Exercise goal:
Reproduce the data below line for line, leaving out the pictures.

Supplied material:
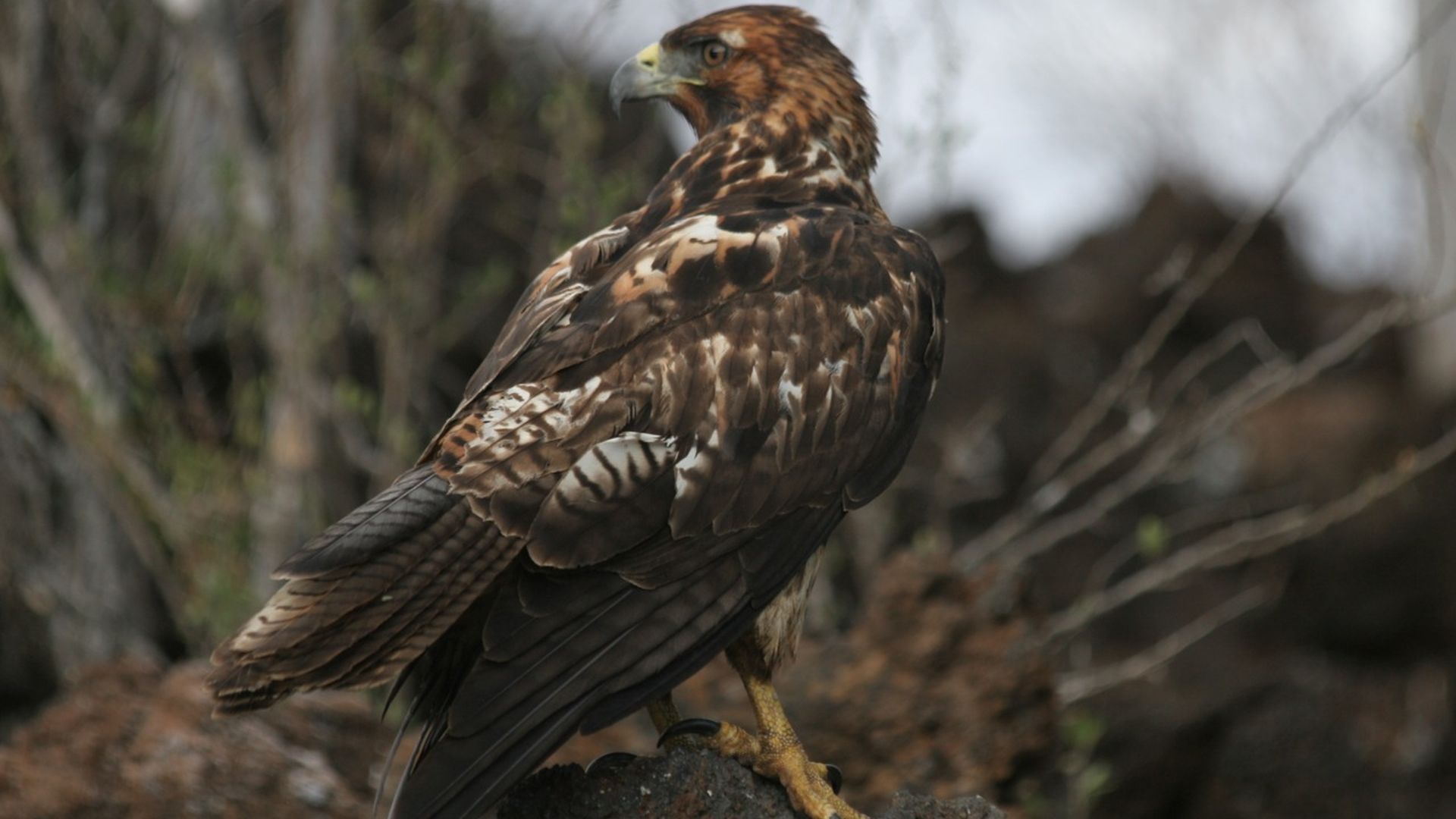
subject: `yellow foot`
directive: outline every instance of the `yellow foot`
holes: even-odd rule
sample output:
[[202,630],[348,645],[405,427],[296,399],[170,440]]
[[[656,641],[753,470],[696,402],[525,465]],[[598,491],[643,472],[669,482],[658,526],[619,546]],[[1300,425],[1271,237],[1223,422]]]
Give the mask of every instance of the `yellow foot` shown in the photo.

Exercise result:
subject: `yellow foot`
directive: outline every instance of the `yellow foot`
holes: even-odd rule
sample output:
[[202,630],[348,645],[405,427],[296,399],[170,440]]
[[[656,641],[753,470],[696,402],[525,465]],[[598,491],[643,472],[669,482],[658,526],[619,546]],[[1300,425],[1271,237],[1223,422]]]
Give the mask of every instance of the `yellow foot` shown in the photo.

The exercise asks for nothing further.